*Exercise details:* Print out the data exactly, keeping every image out of it.

*Data shown:*
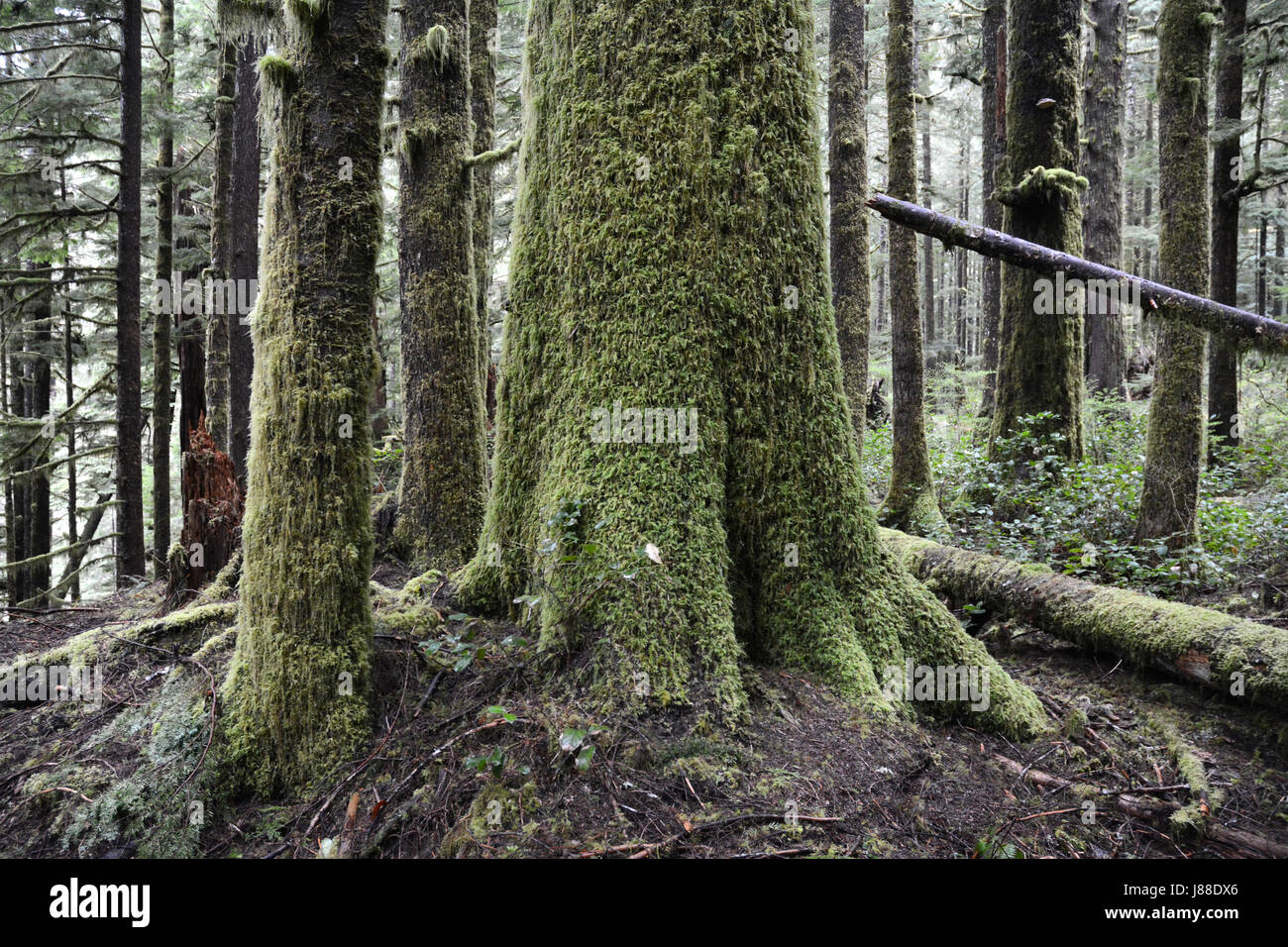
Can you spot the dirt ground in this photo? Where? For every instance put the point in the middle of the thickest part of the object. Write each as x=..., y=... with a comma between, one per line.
x=482, y=763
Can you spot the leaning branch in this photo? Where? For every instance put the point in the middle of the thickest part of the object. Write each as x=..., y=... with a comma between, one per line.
x=1235, y=324
x=1234, y=656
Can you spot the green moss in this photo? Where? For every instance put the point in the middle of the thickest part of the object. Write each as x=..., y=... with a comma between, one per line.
x=661, y=140
x=295, y=697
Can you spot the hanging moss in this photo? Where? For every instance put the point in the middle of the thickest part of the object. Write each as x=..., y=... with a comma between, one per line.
x=670, y=201
x=295, y=698
x=445, y=455
x=1177, y=410
x=1041, y=354
x=911, y=502
x=848, y=184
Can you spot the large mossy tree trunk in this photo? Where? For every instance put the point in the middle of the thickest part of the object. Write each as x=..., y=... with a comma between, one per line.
x=1177, y=416
x=1103, y=155
x=295, y=699
x=162, y=321
x=848, y=187
x=130, y=553
x=1224, y=356
x=670, y=256
x=445, y=454
x=911, y=504
x=1041, y=367
x=993, y=127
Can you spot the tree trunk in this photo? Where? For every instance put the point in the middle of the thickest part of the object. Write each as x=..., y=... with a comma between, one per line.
x=848, y=162
x=993, y=94
x=911, y=501
x=162, y=318
x=1227, y=174
x=484, y=39
x=220, y=236
x=295, y=699
x=130, y=558
x=244, y=232
x=1199, y=644
x=445, y=442
x=1177, y=419
x=688, y=277
x=1041, y=354
x=1103, y=157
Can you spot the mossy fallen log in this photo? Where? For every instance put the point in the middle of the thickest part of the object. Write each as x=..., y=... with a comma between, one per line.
x=1241, y=659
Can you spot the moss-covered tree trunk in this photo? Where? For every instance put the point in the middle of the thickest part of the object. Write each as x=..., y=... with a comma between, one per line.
x=296, y=692
x=1104, y=112
x=244, y=227
x=1041, y=367
x=484, y=39
x=848, y=187
x=445, y=454
x=1177, y=416
x=130, y=552
x=220, y=234
x=162, y=412
x=911, y=504
x=670, y=258
x=1224, y=356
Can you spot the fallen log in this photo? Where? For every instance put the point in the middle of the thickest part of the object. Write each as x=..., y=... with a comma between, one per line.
x=1240, y=659
x=1155, y=298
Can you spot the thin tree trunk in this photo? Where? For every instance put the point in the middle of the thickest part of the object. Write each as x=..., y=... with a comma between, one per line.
x=911, y=502
x=1103, y=206
x=244, y=234
x=295, y=698
x=162, y=320
x=848, y=162
x=132, y=557
x=1177, y=419
x=993, y=106
x=445, y=454
x=1041, y=354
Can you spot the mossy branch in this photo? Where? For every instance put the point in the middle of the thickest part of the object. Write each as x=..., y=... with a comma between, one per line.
x=1219, y=651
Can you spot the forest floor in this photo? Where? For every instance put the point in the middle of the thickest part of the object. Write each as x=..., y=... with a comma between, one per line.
x=478, y=763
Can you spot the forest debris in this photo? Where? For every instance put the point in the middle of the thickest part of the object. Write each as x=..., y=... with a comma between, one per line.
x=1235, y=656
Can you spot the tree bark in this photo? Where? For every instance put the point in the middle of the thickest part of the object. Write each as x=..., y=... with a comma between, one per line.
x=1211, y=648
x=1103, y=157
x=484, y=39
x=756, y=536
x=132, y=558
x=1227, y=175
x=445, y=441
x=1041, y=355
x=911, y=502
x=162, y=320
x=848, y=187
x=295, y=698
x=1177, y=416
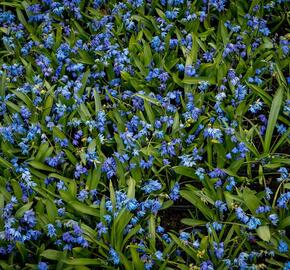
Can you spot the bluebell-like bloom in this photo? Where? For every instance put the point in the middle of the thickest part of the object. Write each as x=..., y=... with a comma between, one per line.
x=151, y=186
x=282, y=246
x=51, y=231
x=221, y=206
x=174, y=193
x=42, y=266
x=158, y=254
x=219, y=250
x=274, y=219
x=109, y=167
x=114, y=257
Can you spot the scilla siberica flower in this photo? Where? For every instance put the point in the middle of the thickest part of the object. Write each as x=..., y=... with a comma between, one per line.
x=114, y=257
x=151, y=186
x=282, y=246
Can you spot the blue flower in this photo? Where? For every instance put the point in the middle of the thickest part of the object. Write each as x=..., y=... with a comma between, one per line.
x=158, y=254
x=109, y=167
x=274, y=219
x=174, y=193
x=114, y=256
x=219, y=250
x=151, y=186
x=51, y=232
x=42, y=266
x=282, y=246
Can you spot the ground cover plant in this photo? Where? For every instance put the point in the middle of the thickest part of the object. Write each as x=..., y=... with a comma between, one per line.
x=144, y=134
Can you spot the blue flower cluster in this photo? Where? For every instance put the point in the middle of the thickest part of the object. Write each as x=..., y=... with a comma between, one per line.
x=144, y=134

*Answer box:*
Can you spot the dirt ground in this photo? Where? For every instance put the point in the middle of the thickest part of the object. Write each as x=..., y=... with a comma between, one per line.
x=482, y=763
Can you spot the leaning branch in this photo? Where? For every instance put the point in the middle of the thickest part of the object. Write each as x=..., y=... with a comma between, one per line.
x=1235, y=324
x=1234, y=656
Can you spot the green moss in this photo? Where? For every instance put the point in the middle of the thickest part of the object. Write each as x=..., y=... with a comma between, one per line.
x=661, y=140
x=295, y=697
Can you spot the hanging moss in this photo? Where? For every instance put the point in the middle of the thickest part of the object. Write each as x=..., y=... with a comma between, one per line.
x=670, y=201
x=295, y=698
x=445, y=455
x=1177, y=410
x=1041, y=354
x=911, y=502
x=848, y=184
Can you spot the large mossy tree trunk in this photo? Where? For every instance put the point in the middle of the thickest part of the object. Write each as x=..., y=... with a comma between, one per line.
x=1177, y=416
x=1103, y=155
x=295, y=699
x=162, y=321
x=848, y=187
x=130, y=553
x=1224, y=356
x=670, y=256
x=445, y=454
x=911, y=504
x=1041, y=367
x=993, y=127
Can you spot the tree trunk in this photo? Where? For every instance put the point in the middle of the thickest part of the object. Write each as x=..., y=... with a comma between, one per line.
x=848, y=162
x=993, y=94
x=911, y=501
x=162, y=318
x=1227, y=174
x=484, y=39
x=220, y=236
x=295, y=699
x=130, y=558
x=244, y=232
x=1199, y=644
x=445, y=442
x=1177, y=419
x=688, y=277
x=1041, y=354
x=1103, y=157
Can you spot the mossy fallen log in this photo? Where? For every instance put the point in the middle of the thickest part of the object. Write each as x=..., y=... with a comma between, one per line.
x=1241, y=659
Can you spot the moss-covered tree trunk in this photo? Where? For every instance put the point in the middle of the thickest part of the object. Write each as x=..., y=... with a comma between, one per line.
x=296, y=692
x=1104, y=112
x=244, y=227
x=1041, y=367
x=484, y=39
x=848, y=187
x=445, y=454
x=1177, y=416
x=130, y=552
x=220, y=234
x=162, y=412
x=911, y=504
x=670, y=258
x=1224, y=356
Can you spot the fallen log in this photo? Where? For every instance put the point in the middle of the thickest part of the object. Write each as x=..., y=... with a comma between, one per line.
x=1240, y=659
x=1155, y=298
Can you spot the thin tree trunk in this photo? Where? For every instance put the point in the middle of the thickest part of the object. Write each as x=..., y=... with a comma between, one per line.
x=911, y=502
x=1103, y=206
x=244, y=234
x=295, y=698
x=162, y=320
x=848, y=162
x=132, y=557
x=1177, y=419
x=993, y=106
x=445, y=454
x=1041, y=354
Can you spot the mossy branch in this photo? Where? For every instance put the point in the middle of the thickest part of the object. Write each as x=..., y=... with a comma between, one per line.
x=1219, y=651
Can you spot the forest floor in this photo? Where? For every instance put the point in the middle of the thickest part of the object. Write each as x=..., y=... with a comma between, one per line.
x=478, y=763
Can you spot the forest debris in this photo? Where? For every instance put the point in the middle of the thickest part of the object. Write each as x=..., y=... with a comma between, one per line.
x=1235, y=656
Can you spot the tree bark in this photo? Where? For every instance put the point in the middle of the thickest part of the object. Write each as x=..., y=... with a comma between, one per line.
x=1211, y=648
x=1103, y=157
x=484, y=39
x=756, y=536
x=132, y=558
x=1227, y=175
x=445, y=441
x=1041, y=355
x=911, y=502
x=162, y=320
x=848, y=187
x=295, y=698
x=1177, y=416
Can you spot the bluebell-like bloom in this photo? Where? For every instance put the point in the middle of the thickest part of the object. Write each as x=..., y=... with a comma between, one per line.
x=151, y=186
x=282, y=246
x=51, y=231
x=221, y=206
x=174, y=193
x=42, y=266
x=158, y=254
x=219, y=250
x=274, y=219
x=109, y=167
x=114, y=257
Can you spot the scilla siberica flower in this photo? Where? For every instance put the point in the middle of the thickest part of the object. Write each as x=..., y=... with a comma between, one per line.
x=114, y=257
x=151, y=186
x=282, y=246
Can you spot the blue flower in this photo? Where? For every instance put the point in the middle of the thickest part of the object. Write each as x=..., y=... with a comma between, one per line.
x=158, y=254
x=109, y=167
x=274, y=219
x=174, y=193
x=114, y=256
x=219, y=250
x=151, y=186
x=51, y=232
x=42, y=266
x=282, y=246
Can you spot the ground cover plant in this photo? Where? For every instance put the point in the middle of the thickest part of the object. Write each as x=..., y=... with a comma between, one per line.
x=144, y=134
Can you spot the blue flower cluster in this photo? Where? For every instance put the point in the middle of the thickest part of the object. Write each as x=..., y=... with a comma between, one per line.
x=144, y=134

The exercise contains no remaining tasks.